----- SOURCE TEXT -----

Thursday, March 20, 2008

Full of Funnies

Eric has been cracking us up lately. Not only did I want to share the stories, I also need to have them in print before we forget them.

Boys vs. Girls
A friend of mine had a baby last week. I called and left a message that went something like this, "I hope you're feeling well, I hope Logan is feeling better, call me later."
Eric asked, "Who was that?"
Me: "That was Amy. I was leaving a message."
Eric: "Who's Logan?"
Me: "Oh Eric, Amy just had a baby. His name is Logan, Ethan is now a big brother. Now we'll have another friend to play with."
He then let out this annoying breath and said, "I don't like boys."
Me: "What do you mean "you don't like boys"? You have lots of friends that are boys. Do you like girls?"
Again...another deep sigh, "No"
Me: "Well then, what do you like?"
"I just like FOOD."

-----

AIM OF THE TASK
Please list every personal name that appears in the blog post above.

----- LISTED ENTRIES -----

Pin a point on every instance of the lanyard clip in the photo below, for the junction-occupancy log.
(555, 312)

-----
----- LISTED ENTRIES -----

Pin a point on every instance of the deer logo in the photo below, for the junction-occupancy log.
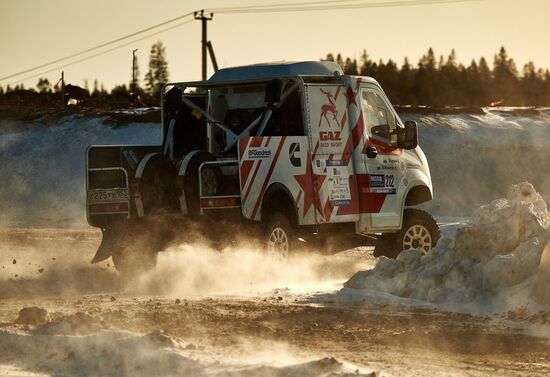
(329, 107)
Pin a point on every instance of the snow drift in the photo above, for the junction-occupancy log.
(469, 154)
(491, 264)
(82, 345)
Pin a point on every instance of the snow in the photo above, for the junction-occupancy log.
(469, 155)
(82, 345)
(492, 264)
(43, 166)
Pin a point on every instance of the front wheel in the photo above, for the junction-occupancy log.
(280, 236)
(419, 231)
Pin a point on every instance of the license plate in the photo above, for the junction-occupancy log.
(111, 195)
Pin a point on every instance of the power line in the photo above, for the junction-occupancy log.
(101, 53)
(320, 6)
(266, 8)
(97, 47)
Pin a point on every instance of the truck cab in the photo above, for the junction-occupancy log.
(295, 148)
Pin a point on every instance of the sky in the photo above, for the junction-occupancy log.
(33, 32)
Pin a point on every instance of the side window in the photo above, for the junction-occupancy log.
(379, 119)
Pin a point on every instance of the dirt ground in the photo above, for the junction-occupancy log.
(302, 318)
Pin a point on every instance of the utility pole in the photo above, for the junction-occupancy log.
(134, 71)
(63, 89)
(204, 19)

-----
----- LISTED ENTRIES -----

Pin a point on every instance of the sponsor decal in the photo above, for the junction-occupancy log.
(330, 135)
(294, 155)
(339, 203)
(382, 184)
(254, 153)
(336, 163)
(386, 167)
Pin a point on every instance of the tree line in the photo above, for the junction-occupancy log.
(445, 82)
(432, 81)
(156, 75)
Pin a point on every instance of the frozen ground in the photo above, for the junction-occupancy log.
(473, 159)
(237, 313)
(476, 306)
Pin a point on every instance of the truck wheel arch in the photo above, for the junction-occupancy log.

-----

SOLVED PROBLEM
Eric, Amy, Logan, Ethan